(Labeled contour entries)
·····

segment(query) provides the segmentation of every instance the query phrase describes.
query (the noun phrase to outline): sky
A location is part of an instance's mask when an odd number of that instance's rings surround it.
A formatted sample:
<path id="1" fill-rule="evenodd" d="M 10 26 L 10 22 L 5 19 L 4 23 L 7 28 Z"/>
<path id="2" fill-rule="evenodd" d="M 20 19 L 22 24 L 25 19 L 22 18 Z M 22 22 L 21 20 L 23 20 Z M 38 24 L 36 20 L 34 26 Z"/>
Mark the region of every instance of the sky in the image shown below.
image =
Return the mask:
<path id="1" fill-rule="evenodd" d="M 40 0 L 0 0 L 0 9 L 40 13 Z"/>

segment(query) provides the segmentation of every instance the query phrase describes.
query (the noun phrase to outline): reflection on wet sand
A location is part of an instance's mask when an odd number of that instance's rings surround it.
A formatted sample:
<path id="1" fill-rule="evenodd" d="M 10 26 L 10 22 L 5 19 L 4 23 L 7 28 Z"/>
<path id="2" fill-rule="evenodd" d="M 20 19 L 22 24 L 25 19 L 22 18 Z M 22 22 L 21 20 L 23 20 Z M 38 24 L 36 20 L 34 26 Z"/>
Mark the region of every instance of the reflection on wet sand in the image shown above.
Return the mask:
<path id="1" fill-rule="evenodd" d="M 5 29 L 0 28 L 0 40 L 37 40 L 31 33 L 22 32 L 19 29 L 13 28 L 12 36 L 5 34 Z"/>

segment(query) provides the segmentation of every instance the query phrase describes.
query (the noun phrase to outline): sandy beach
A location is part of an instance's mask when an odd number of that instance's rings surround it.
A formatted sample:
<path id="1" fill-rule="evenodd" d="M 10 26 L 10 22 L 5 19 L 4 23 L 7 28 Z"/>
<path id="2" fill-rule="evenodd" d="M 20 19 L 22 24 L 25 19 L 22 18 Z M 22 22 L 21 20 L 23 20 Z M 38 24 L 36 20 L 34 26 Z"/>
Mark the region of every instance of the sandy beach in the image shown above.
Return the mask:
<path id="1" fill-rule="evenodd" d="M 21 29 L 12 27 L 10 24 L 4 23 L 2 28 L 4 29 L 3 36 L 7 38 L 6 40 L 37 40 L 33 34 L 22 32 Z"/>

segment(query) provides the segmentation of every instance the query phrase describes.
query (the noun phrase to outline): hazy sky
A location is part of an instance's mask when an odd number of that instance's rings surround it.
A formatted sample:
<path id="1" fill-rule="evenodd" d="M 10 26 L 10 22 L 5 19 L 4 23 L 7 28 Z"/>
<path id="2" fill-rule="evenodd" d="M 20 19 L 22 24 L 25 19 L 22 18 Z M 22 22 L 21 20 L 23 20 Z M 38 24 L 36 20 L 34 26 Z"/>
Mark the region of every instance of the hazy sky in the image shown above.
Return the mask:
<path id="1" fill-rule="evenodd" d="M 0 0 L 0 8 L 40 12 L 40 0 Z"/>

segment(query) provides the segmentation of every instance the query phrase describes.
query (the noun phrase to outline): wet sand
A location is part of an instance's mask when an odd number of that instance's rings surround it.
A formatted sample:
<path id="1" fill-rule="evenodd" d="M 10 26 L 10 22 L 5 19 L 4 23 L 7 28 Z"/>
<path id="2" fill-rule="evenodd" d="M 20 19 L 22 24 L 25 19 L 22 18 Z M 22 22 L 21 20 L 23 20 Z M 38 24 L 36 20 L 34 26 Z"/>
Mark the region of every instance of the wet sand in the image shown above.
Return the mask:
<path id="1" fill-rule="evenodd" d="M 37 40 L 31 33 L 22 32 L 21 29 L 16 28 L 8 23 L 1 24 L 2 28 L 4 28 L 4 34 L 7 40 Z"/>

·····

• Instruction: Gather every line of the items that contains the string "hazy", matching case exactly.

• The answer:
query (the noun phrase to outline): hazy sky
Mark the region of every instance of the hazy sky in the image shown above.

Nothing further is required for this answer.